**TASK GOAL**
Restate the entries below word for word, omitting nothing.

**RECORDED DATA**
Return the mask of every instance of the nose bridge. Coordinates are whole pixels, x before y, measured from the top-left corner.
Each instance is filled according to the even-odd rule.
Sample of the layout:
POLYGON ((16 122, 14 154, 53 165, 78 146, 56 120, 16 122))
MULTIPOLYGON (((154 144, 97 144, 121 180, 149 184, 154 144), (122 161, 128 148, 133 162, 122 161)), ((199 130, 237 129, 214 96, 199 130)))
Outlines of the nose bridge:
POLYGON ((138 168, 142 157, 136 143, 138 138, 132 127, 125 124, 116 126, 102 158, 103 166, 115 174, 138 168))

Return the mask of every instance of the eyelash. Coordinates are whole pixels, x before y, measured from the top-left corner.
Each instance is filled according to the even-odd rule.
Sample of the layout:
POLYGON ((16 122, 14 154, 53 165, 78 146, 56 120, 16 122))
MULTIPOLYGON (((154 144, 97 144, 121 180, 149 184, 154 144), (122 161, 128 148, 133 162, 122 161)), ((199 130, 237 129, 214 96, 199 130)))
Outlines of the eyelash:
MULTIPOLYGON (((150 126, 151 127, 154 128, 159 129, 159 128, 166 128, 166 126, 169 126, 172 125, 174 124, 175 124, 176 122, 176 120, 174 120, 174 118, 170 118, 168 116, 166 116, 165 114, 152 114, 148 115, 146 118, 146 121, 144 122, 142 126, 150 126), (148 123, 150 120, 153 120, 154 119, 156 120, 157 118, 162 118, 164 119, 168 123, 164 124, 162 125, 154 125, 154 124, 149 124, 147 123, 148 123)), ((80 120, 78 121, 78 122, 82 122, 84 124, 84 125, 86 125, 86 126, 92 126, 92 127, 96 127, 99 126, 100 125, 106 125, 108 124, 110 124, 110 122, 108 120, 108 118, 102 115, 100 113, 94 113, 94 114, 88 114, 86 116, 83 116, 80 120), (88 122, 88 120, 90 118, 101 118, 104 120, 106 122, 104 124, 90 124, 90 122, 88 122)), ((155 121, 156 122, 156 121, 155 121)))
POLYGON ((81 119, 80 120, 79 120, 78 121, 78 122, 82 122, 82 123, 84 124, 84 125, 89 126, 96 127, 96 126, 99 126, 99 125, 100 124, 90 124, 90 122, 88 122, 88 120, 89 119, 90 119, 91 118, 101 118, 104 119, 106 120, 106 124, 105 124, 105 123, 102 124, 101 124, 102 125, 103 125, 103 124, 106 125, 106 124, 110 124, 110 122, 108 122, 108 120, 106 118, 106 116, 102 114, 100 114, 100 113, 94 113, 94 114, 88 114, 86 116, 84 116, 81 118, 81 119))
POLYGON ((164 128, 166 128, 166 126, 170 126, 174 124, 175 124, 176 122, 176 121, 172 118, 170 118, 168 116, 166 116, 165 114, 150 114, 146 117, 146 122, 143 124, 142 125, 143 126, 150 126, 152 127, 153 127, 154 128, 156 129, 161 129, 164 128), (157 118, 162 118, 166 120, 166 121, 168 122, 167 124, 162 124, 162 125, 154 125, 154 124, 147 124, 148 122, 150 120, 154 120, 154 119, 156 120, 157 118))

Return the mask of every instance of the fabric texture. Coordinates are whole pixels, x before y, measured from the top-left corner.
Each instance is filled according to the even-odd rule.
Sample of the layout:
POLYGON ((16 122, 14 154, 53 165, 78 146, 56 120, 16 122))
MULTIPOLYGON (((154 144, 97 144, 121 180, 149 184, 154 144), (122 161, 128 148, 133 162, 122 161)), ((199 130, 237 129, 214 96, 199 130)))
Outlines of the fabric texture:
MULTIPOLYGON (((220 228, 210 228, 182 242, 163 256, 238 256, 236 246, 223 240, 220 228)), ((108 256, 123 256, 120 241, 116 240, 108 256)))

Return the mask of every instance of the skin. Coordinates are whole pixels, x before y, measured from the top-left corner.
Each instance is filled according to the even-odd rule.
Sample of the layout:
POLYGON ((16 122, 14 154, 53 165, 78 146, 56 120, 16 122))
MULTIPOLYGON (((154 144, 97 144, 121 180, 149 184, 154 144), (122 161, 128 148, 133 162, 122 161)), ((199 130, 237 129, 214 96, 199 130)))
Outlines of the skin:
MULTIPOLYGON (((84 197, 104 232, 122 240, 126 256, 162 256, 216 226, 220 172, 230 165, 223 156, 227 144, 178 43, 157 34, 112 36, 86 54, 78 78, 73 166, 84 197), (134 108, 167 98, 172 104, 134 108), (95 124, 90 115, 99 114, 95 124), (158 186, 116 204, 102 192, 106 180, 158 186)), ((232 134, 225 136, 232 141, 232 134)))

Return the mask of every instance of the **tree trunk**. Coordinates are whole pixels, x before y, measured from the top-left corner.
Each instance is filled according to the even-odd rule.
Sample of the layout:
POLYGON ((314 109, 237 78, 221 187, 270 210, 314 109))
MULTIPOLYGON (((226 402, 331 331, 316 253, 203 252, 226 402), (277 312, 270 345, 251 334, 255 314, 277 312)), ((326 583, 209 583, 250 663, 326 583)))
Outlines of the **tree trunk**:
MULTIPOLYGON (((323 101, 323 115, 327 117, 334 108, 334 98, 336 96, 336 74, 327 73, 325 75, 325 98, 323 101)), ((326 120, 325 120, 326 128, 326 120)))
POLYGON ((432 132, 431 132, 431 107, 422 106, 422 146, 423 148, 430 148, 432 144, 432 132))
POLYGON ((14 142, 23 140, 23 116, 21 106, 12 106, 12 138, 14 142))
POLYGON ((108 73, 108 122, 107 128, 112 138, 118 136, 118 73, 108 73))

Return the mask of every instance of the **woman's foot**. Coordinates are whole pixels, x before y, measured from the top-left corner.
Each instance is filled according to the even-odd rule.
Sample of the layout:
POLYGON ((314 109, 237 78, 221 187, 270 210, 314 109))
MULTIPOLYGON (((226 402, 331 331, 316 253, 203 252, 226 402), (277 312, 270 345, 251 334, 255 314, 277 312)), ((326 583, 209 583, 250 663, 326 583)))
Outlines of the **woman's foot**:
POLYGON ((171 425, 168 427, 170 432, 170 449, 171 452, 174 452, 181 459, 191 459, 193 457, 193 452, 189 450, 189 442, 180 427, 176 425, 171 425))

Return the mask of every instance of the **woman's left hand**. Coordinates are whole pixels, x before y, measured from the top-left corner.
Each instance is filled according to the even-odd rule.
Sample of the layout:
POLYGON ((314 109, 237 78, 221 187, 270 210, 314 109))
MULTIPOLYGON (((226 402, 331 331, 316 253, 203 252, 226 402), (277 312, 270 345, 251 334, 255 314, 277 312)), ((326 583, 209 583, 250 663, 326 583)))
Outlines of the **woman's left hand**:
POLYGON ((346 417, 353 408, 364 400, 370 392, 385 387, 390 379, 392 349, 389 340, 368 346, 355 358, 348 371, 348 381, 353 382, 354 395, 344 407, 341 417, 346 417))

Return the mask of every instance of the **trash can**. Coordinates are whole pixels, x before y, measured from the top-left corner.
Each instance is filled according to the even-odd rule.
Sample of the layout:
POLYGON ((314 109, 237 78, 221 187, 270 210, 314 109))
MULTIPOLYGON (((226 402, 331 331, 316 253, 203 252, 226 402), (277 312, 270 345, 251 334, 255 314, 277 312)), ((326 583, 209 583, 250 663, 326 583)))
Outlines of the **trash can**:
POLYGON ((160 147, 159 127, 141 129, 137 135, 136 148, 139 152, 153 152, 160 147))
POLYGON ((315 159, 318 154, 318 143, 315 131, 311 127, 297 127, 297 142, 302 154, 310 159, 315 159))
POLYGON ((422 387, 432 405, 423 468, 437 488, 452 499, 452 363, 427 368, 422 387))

**RESPONSE BELOW**
Return the mask of every instance of the nose bridge. Coordinates are whole pixels, x before y, measured from the top-left corner.
Each instance is filled according to the even-odd rule.
Sample of the layout:
POLYGON ((16 122, 14 154, 53 165, 78 146, 56 120, 16 122))
MULTIPOLYGON (((154 144, 97 144, 121 180, 149 184, 154 144), (122 161, 128 148, 133 162, 122 161)), ((199 130, 237 129, 214 96, 199 130)))
Outlines of the nose bridge:
POLYGON ((138 168, 142 157, 136 143, 138 138, 132 127, 125 124, 116 126, 102 158, 103 166, 115 174, 138 168))

Return the mask of every instance of the eyelash. Coordinates are whole pixels, x before y, measured from the top-left corner.
Each instance is filled according to the even-odd rule.
Sample of the layout:
POLYGON ((16 122, 14 154, 53 165, 78 146, 56 120, 16 122))
MULTIPOLYGON (((154 144, 97 144, 121 180, 149 184, 154 144), (122 161, 128 148, 133 162, 122 161)), ((199 130, 237 129, 214 96, 199 130)))
Outlines of the eyelash:
MULTIPOLYGON (((150 126, 151 127, 154 128, 159 129, 159 128, 166 128, 166 126, 169 126, 172 125, 174 124, 175 124, 176 122, 176 120, 174 120, 174 118, 170 118, 168 116, 166 116, 165 114, 152 114, 148 115, 146 118, 146 121, 144 122, 142 126, 150 126), (148 123, 150 120, 153 120, 154 119, 156 120, 157 118, 162 118, 164 119, 168 123, 164 124, 162 125, 154 125, 154 124, 149 124, 147 123, 148 123)), ((80 120, 78 121, 78 122, 82 122, 84 124, 84 125, 86 125, 86 126, 92 126, 92 127, 96 127, 99 126, 100 125, 106 125, 108 124, 110 124, 110 122, 108 120, 108 118, 102 115, 100 113, 94 113, 94 114, 88 114, 86 116, 83 116, 80 120), (88 122, 88 120, 90 118, 101 118, 104 120, 106 122, 104 124, 90 124, 90 122, 88 122)), ((155 121, 156 122, 156 121, 155 121)))
POLYGON ((81 119, 80 120, 79 120, 78 121, 78 122, 82 122, 82 123, 84 124, 84 125, 89 126, 96 127, 96 126, 99 126, 99 125, 100 124, 90 124, 90 122, 88 122, 88 120, 89 119, 90 119, 91 118, 101 118, 104 119, 106 120, 106 124, 105 124, 105 123, 102 124, 101 124, 102 125, 103 125, 103 124, 106 125, 106 124, 110 124, 110 122, 108 122, 108 120, 106 118, 106 116, 102 114, 100 114, 100 113, 94 113, 94 114, 88 114, 86 116, 84 116, 81 118, 81 119))
POLYGON ((164 128, 166 128, 166 126, 170 126, 174 124, 175 124, 176 122, 176 121, 172 118, 170 118, 168 116, 166 116, 165 114, 150 114, 146 117, 146 122, 143 124, 142 125, 143 126, 150 126, 152 127, 153 127, 154 128, 156 129, 161 129, 164 128), (157 118, 162 118, 166 120, 166 121, 168 122, 167 124, 162 124, 162 125, 154 125, 154 124, 147 124, 148 122, 150 120, 154 120, 154 119, 156 120, 157 118))

Return the mask of every instance of the fabric texture. Coordinates are whole pixels, x before y, measured from the top-left corner.
Each instance is filled according to the even-odd rule.
Sample of the layout:
POLYGON ((16 122, 14 154, 53 165, 78 146, 56 120, 16 122))
MULTIPOLYGON (((154 144, 97 144, 121 180, 149 184, 154 144), (122 161, 128 148, 133 162, 122 161)), ((199 130, 237 129, 214 96, 199 130)))
Outlines of the fabric texture:
MULTIPOLYGON (((220 228, 210 228, 182 242, 163 256, 238 256, 236 246, 223 240, 220 228)), ((108 256, 123 256, 120 241, 116 240, 108 256)))

Return the mask of every instance of the skin. Coordinates are whole pixels, x before y, measured from the top-left corner.
Each instance is filled according to the even-odd rule.
Sample of the layout:
POLYGON ((16 122, 14 154, 53 165, 78 146, 56 120, 16 122))
MULTIPOLYGON (((154 144, 97 144, 121 180, 149 184, 154 144), (122 161, 128 148, 133 162, 122 161)), ((199 130, 237 129, 214 96, 199 130)))
Outlines of the skin:
MULTIPOLYGON (((84 197, 104 232, 122 240, 126 256, 162 256, 216 226, 220 172, 230 165, 223 156, 227 144, 178 43, 157 34, 112 36, 86 54, 78 78, 73 166, 84 197), (134 108, 167 98, 172 104, 134 108), (95 124, 90 115, 99 114, 95 124), (158 186, 116 204, 102 192, 106 180, 158 186)), ((232 134, 225 136, 232 141, 232 134)))

Return the mask of every instance of the **tree trunk**. Coordinates are whole pixels, x before y, measured from the top-left corner.
Each instance is filled according to the even-odd rule.
Sample of the layout:
POLYGON ((314 109, 237 78, 221 187, 270 210, 314 109))
MULTIPOLYGON (((226 402, 331 331, 316 253, 203 252, 226 402), (277 312, 270 345, 251 334, 255 314, 277 312)), ((326 583, 209 583, 250 663, 326 583)))
Outlines of the **tree trunk**:
MULTIPOLYGON (((323 101, 323 115, 327 117, 334 108, 334 98, 336 96, 336 74, 327 73, 325 75, 325 98, 323 101)), ((326 120, 325 120, 326 128, 326 120)))
POLYGON ((432 132, 431 132, 431 107, 422 106, 422 146, 423 148, 430 148, 432 144, 432 132))
POLYGON ((14 142, 23 140, 23 116, 21 106, 12 106, 12 138, 14 142))
POLYGON ((108 73, 108 122, 107 128, 112 138, 118 136, 118 73, 108 73))

Return the mask of every instance of the **woman's foot**. Coordinates are whole pixels, x before y, measured from the top-left corner.
Each instance is filled according to the even-odd rule.
Sample of the layout:
POLYGON ((314 109, 237 78, 221 187, 270 210, 314 109))
MULTIPOLYGON (((226 402, 331 331, 316 253, 203 252, 226 402), (277 312, 270 345, 251 334, 255 314, 277 312)), ((326 583, 209 583, 250 663, 326 583)))
Outlines of the **woman's foot**:
POLYGON ((171 425, 168 427, 170 432, 170 449, 171 452, 174 452, 181 459, 191 459, 193 457, 193 452, 189 450, 189 442, 180 427, 176 425, 171 425))

Return the mask of every instance of the **woman's left hand**. Coordinates are whole pixels, x before y, measured from the top-left corner.
Each instance is filled according to the even-odd rule.
Sample of the layout:
POLYGON ((314 109, 237 78, 221 187, 270 210, 314 109))
MULTIPOLYGON (((226 402, 331 331, 316 253, 203 252, 226 402), (277 312, 270 345, 251 334, 255 314, 277 312)), ((326 583, 209 583, 250 663, 326 583)))
Outlines of the **woman's left hand**:
POLYGON ((346 417, 353 408, 364 400, 370 392, 385 387, 390 379, 392 349, 389 340, 368 346, 355 358, 348 371, 348 381, 353 382, 354 395, 344 407, 341 417, 346 417))

Return the mask of every instance of the **trash can**. Coordinates are whole pixels, x before y, measured from the top-left corner.
Each instance is filled according to the even-odd rule.
Sample of the layout:
POLYGON ((314 109, 237 78, 221 187, 270 210, 314 109))
MULTIPOLYGON (((226 402, 331 331, 316 253, 203 252, 226 402), (277 312, 270 345, 251 334, 255 314, 277 312)), ((326 583, 209 583, 250 663, 326 583)))
Outlines of the **trash can**:
POLYGON ((160 147, 159 127, 141 129, 137 135, 136 148, 139 152, 153 152, 160 147))
POLYGON ((315 159, 318 154, 318 143, 315 131, 311 127, 297 127, 297 142, 302 154, 310 159, 315 159))
POLYGON ((422 387, 432 405, 423 468, 437 488, 452 499, 452 363, 427 368, 422 387))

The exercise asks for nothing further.